The data:
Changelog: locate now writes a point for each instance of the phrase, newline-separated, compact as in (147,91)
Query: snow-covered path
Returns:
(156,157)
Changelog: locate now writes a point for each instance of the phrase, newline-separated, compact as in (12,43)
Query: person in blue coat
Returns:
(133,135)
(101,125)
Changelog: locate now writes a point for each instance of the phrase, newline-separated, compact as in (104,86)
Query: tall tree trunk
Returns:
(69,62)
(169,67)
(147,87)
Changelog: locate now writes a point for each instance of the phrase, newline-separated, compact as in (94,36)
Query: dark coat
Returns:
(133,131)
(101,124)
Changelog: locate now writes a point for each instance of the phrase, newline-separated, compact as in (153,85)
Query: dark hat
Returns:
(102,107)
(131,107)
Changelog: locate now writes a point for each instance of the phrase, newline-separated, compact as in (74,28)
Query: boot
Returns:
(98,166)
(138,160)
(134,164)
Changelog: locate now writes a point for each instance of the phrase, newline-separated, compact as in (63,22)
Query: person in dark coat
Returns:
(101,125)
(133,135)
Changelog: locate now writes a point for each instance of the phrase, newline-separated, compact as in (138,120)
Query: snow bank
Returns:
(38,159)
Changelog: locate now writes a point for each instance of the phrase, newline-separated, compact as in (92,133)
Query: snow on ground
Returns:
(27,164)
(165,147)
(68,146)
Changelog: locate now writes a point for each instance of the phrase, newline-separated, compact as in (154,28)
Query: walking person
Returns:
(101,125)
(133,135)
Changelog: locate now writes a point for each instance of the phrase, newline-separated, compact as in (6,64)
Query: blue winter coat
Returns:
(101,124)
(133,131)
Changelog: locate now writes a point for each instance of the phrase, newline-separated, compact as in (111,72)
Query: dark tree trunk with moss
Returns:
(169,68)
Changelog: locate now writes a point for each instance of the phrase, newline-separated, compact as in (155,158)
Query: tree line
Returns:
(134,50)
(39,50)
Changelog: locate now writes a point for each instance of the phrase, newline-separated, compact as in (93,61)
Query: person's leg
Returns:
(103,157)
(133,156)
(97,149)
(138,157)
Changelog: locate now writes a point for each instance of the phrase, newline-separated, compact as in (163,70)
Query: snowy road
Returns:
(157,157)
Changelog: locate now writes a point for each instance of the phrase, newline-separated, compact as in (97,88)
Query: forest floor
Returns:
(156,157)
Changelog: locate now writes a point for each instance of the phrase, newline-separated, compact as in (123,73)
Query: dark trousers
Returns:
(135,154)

Task instructions:
Copy every item above verbatim, from the first line through the last, with no changes.

Output of the task:
Changelog: locate now writes a point for each instance of the phrase, newline-separated, compact as in (147,91)
Query: snow-covered path
Returns:
(156,157)
Changelog: locate now writes a point for each instance of the phrase, newline-separated, compact as in (12,43)
Query: person in blue coat
Returns:
(133,135)
(101,125)
Changelog: locate now writes a point for each instance of the phrase, newline-separated, compact as in (104,86)
Query: tall tree trunk
Returns:
(69,62)
(169,67)
(147,87)
Changelog: locate now writes a point for each instance of the phrase, newline-separated, compact as in (94,36)
Query: dark coat
Returns:
(133,131)
(101,124)
Changelog: locate now writes a point for each instance of the phrase, newline-separated, compact as in (153,85)
Query: dark hat
Returns:
(102,107)
(131,107)
Changelog: locate now writes a point for each instance of the phrase, newline-separated, compact as in (74,28)
Query: boot
Returns:
(98,166)
(138,160)
(134,164)
Changelog: locate now writes a point for each instance of the phrase, newline-separated, compact as in (63,22)
Query: person in dark coat
Returns:
(101,125)
(133,135)
Changelog: locate now writes a point for each instance of the phrase, newline-separated, compact as in (138,120)
Query: snow bank
Returns:
(38,159)
Changelog: locate now writes a point for each instance of the phrase, newline-separated, compact as in (92,133)
Query: snow on ground
Returns:
(27,164)
(165,147)
(68,146)
Changelog: locate now writes a point for each instance of the phrase, newline-separated, compact as in (154,28)
Query: walking person
Returns:
(101,125)
(133,135)
Changelog: locate now writes a point for each instance of the phrase, newline-separated, compact as in (6,64)
Query: blue winter coat
Returns:
(101,124)
(133,131)
Changelog: locate now writes a point for each instance of the phrase, newline-separated, compact as in (111,72)
Query: dark tree trunk with moss
Returns:
(169,68)
Changelog: locate now writes a point for each instance of the phrase, newline-separated, compact as in (155,158)
Query: tree line
Returns:
(134,50)
(39,50)
Changelog: locate now writes a point for each instance of the phrase, newline-separated, compact as in (93,61)
Query: person's leg
Returns:
(103,157)
(133,156)
(97,149)
(138,157)
Changelog: locate now writes a point for each instance of the phrase, newline-separated, compact as in (163,70)
Query: snowy road
Returns:
(157,157)
Changelog: locate now writes a point for each instance of the phrase, newline-separated, compact as in (97,88)
Query: forest floor
Returns:
(156,157)
Changelog: locate now writes a point for each instance of the phrase, newline-separated, compact as in (123,73)
Query: dark trousers
Returns:
(135,154)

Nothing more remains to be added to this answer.